Brano da leggere
Vari studi, negli ultimi anni, lo hanno dimostrato. Il cervello umano, in entrambi i sessi, ha l’abilità di passare velocemente da un compito all’altro, ma non riesce a concentrarsi su più compiti in maniera simultanea, se non rallentando o peggiorando le prestazioni effettuate. E quanto più si insiste nel provare a mantenere alti ritmo e qualità di tante prestazioni simultanee, tanto maggiore è il danno psicofisico arrecato al proprio organismo. Altrettanti studi hanno, infatti, accertato che il livello di cortisolo, l’ormone dello stress, tende ad aumentare per effetto del multitasking.

La “profezia autoavverante” che viene da lontano

E allora, perché le donne appaiono, davvero, in molti ambiti e circostanze, sempre più multitasking rispetto agli uomini?

La risposta sta nell’immagine e nei ruoli che la società impone loro. Si è innescato quello che, in psicologia e sociologia, è chiamato effetto Pigmalione, una sorta di suggestione psicologica, di natura inconscia, per cui gli individui tendono a conformarsi all’immagine che gli altri hanno di loro. L’effetto Pigmalione è chiamato anche profezia autoavverante. E cos’è il multitasking femminile se non una profezia autoavverante? Fin dagli albori della civiltà, la donna si è vista assegnare il compito di badare ai figli e alla casa, come diretta conseguenza della naturale facoltà di generare vita e di portare in grembo una creatura. Oltre a gravidanza, parto e allattamento, sono passate per “doti naturali” le capacità di accudimento dei bambini e cura degli ambienti domestici, che sono, invece, prodotti sociali e non facoltà innate date in dotazione alle donne.

Voci fornite

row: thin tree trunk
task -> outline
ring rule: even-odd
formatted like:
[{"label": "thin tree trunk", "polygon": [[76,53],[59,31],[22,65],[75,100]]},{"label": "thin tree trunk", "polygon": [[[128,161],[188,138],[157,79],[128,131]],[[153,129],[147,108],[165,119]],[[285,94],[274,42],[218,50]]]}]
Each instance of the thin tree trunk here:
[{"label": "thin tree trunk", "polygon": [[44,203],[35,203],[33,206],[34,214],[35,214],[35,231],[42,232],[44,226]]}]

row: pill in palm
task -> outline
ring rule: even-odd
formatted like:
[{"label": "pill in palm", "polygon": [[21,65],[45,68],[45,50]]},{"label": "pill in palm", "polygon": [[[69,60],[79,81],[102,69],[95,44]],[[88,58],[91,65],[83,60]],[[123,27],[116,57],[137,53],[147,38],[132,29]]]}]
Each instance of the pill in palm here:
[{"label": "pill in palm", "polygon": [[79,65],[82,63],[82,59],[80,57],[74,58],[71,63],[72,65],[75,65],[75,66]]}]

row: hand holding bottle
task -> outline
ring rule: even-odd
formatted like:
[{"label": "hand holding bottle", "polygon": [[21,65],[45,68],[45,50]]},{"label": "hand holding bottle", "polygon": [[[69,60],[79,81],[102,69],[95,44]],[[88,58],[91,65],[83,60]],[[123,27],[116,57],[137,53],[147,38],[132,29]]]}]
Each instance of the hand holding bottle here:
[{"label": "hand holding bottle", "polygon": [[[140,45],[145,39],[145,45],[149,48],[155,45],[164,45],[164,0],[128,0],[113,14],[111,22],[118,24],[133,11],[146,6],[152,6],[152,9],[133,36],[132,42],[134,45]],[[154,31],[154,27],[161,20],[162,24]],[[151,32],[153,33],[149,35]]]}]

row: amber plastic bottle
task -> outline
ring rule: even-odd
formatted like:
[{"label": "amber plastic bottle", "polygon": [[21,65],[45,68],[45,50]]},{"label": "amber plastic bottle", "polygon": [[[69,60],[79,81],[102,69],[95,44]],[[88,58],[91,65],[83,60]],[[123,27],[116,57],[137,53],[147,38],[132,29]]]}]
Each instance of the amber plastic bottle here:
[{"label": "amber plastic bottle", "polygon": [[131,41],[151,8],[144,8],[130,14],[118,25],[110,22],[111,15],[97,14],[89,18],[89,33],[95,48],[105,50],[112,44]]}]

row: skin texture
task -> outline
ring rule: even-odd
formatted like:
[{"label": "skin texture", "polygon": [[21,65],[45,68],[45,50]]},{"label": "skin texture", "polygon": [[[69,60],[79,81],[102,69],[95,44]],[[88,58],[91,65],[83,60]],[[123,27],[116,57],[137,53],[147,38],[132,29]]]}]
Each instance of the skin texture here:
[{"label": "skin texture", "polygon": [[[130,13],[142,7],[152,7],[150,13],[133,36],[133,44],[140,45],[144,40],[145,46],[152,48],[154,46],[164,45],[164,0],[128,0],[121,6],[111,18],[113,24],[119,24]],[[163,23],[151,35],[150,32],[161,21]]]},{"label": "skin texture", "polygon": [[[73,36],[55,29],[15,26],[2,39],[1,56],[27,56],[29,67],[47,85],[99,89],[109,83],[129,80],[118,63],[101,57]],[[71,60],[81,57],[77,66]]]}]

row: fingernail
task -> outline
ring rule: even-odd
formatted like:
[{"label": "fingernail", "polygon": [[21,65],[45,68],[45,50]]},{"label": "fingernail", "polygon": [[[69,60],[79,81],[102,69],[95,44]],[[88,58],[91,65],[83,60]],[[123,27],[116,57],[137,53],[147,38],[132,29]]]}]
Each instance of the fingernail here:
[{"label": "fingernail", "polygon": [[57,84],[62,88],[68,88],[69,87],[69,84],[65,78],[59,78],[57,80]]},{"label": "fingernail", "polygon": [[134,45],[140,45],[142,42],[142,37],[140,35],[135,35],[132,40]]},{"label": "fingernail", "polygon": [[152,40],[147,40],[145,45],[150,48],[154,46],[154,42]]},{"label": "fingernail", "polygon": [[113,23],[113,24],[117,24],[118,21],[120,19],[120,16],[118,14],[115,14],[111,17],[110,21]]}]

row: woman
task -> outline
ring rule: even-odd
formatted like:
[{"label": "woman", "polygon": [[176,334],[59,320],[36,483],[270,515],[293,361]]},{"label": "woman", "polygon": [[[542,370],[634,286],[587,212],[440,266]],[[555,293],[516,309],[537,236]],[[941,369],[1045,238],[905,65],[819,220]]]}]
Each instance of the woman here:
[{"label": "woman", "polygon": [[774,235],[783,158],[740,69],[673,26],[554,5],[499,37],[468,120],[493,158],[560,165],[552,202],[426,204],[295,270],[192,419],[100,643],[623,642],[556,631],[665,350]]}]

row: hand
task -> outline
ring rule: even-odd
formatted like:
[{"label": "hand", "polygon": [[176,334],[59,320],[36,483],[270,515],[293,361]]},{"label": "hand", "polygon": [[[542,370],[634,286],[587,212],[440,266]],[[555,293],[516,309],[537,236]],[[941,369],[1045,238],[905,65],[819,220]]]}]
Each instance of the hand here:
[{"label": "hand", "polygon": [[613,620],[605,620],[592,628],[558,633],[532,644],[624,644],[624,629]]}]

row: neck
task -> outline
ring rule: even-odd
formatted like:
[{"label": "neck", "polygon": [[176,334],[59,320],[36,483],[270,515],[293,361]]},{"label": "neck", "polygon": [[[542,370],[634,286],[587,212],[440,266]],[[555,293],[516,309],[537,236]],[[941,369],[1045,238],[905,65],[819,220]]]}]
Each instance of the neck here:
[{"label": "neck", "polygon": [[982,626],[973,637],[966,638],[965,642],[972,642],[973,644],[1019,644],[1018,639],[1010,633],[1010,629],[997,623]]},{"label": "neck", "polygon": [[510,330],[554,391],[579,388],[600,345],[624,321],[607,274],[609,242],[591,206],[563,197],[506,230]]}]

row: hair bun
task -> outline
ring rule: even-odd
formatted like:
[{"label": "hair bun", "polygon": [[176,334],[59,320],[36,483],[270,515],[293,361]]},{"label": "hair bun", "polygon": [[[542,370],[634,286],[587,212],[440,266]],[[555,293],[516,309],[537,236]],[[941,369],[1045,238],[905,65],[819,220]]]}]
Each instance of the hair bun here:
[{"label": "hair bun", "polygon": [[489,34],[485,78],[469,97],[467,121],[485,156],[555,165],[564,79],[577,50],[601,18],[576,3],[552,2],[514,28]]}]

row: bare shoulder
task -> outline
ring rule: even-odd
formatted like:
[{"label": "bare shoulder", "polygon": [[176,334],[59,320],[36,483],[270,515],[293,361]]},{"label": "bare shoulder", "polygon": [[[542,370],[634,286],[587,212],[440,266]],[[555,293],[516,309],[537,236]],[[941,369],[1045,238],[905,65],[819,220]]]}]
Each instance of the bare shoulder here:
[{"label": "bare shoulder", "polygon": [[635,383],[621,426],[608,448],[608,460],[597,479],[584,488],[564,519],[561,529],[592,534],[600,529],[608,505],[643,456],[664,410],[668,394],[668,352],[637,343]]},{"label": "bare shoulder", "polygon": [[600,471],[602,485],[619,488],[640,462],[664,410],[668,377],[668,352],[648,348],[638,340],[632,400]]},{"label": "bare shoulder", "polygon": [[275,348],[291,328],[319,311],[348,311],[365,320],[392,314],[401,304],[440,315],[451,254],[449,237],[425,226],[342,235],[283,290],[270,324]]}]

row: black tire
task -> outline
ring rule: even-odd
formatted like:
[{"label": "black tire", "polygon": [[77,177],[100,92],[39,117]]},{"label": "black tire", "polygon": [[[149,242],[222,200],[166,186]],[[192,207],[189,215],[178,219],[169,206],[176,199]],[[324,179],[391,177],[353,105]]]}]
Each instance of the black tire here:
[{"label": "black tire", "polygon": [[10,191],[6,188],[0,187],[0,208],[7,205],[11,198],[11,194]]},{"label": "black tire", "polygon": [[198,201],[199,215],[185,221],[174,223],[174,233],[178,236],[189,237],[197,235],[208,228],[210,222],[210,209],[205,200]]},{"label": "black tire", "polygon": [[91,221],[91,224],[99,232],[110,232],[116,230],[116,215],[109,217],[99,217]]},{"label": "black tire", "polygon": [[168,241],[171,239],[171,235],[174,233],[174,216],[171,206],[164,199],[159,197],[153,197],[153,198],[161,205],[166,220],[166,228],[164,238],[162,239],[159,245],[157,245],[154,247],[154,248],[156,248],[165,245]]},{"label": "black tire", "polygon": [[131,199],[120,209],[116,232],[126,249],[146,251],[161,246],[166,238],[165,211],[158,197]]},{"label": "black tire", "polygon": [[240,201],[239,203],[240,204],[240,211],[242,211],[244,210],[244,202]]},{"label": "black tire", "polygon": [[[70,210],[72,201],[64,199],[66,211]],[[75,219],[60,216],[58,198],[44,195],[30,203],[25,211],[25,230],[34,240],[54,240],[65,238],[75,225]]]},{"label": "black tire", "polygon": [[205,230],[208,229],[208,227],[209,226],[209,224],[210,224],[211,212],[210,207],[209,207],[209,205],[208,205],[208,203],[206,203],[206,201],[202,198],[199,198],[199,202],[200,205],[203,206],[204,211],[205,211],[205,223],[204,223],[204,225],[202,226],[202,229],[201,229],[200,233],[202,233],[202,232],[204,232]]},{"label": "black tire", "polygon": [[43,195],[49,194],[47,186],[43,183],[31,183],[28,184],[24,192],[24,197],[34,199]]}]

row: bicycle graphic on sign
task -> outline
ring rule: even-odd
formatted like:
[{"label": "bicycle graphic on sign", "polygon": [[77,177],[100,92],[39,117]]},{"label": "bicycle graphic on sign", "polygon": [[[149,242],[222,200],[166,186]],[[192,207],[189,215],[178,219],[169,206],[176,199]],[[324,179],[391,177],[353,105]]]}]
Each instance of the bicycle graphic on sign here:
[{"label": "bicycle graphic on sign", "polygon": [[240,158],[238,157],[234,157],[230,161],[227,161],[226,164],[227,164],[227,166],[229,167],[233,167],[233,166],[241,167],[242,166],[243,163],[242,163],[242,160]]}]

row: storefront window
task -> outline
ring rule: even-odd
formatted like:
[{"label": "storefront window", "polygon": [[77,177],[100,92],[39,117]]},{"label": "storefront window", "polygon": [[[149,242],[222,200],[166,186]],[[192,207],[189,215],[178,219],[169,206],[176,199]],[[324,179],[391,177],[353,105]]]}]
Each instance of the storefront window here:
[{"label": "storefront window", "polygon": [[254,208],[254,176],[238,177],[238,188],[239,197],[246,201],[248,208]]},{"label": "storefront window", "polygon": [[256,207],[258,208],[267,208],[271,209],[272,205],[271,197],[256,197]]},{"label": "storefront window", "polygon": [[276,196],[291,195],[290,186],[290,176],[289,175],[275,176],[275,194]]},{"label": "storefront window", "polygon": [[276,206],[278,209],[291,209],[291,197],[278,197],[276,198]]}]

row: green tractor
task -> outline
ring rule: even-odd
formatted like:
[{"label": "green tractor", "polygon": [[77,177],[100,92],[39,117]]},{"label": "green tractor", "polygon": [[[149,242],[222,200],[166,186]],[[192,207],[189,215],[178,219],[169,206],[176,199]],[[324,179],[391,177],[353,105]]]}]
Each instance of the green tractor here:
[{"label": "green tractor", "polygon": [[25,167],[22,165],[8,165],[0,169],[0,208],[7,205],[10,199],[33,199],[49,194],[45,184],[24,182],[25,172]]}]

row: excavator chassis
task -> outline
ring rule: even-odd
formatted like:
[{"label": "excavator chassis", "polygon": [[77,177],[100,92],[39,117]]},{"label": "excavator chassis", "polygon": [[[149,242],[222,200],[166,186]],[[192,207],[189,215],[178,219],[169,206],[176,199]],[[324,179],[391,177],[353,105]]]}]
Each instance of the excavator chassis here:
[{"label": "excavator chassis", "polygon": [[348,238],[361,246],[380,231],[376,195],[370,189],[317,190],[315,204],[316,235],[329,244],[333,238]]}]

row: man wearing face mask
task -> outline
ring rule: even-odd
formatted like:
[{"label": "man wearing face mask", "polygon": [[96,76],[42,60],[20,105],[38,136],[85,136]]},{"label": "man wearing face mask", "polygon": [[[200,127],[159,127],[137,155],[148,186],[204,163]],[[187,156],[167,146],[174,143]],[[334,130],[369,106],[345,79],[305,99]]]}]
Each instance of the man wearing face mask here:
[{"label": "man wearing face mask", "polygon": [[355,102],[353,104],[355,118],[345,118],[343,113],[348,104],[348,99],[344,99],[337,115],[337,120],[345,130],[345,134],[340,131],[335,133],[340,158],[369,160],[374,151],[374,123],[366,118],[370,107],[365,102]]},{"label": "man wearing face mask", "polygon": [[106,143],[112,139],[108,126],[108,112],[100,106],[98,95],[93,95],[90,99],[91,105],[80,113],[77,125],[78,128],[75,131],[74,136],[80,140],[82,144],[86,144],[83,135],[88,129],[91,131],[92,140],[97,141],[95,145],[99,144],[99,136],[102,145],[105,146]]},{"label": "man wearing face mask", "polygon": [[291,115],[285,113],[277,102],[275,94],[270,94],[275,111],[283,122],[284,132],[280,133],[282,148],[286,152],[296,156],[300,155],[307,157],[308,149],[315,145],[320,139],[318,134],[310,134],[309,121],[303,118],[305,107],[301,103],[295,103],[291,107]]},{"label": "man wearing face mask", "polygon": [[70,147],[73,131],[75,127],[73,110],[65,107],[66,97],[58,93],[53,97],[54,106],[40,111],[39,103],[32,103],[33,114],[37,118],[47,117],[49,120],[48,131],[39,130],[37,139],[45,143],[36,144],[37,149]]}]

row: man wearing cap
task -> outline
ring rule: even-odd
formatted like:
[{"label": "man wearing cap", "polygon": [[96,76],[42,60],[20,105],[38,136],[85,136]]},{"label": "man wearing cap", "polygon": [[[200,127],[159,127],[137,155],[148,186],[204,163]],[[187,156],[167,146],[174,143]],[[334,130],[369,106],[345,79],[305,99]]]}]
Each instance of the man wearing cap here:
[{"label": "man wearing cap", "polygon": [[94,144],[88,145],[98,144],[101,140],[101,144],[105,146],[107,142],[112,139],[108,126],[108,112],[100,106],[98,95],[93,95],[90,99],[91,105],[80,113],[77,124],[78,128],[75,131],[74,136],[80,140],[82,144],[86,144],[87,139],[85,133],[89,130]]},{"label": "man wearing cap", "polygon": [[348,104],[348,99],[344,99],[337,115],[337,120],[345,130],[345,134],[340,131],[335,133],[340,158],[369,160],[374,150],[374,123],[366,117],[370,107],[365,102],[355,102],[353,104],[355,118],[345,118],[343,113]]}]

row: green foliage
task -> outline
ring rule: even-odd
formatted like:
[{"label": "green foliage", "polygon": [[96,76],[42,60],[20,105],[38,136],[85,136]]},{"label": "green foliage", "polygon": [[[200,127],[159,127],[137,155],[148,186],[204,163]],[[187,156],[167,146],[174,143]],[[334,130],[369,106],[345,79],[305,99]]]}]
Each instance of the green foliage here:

Consegna
Riscrivi il brano sul multitasking tra "Vari studi, negli" e "rispetto agli uomini?", estremi inclusi, scambiando "multitasking" con "multiattività".

Risposta alla consegna
Vari studi, negli ultimi anni, lo hanno dimostrato. Il cervello umano, in entrambi i sessi, ha l’abilità di passare velocemente da un compito all’altro, ma non riesce a concentrarsi su più compiti in maniera simultanea, se non rallentando o peggiorando le prestazioni effettuate. E quanto più si insiste nel provare a mantenere alti ritmo e qualità di tante prestazioni simultanee, tanto maggiore è il danno psicofisico arrecato al proprio organismo. Altrettanti studi hanno, infatti, accertato che il livello di cortisolo, l’ormone dello stress, tende ad aumentare per effetto del multiattività.

La “profezia autoavverante” che viene da lontano

E allora, perché le donne appaiono, davvero, in molti ambiti e circostanze, sempre più multiattività rispetto agli uomini?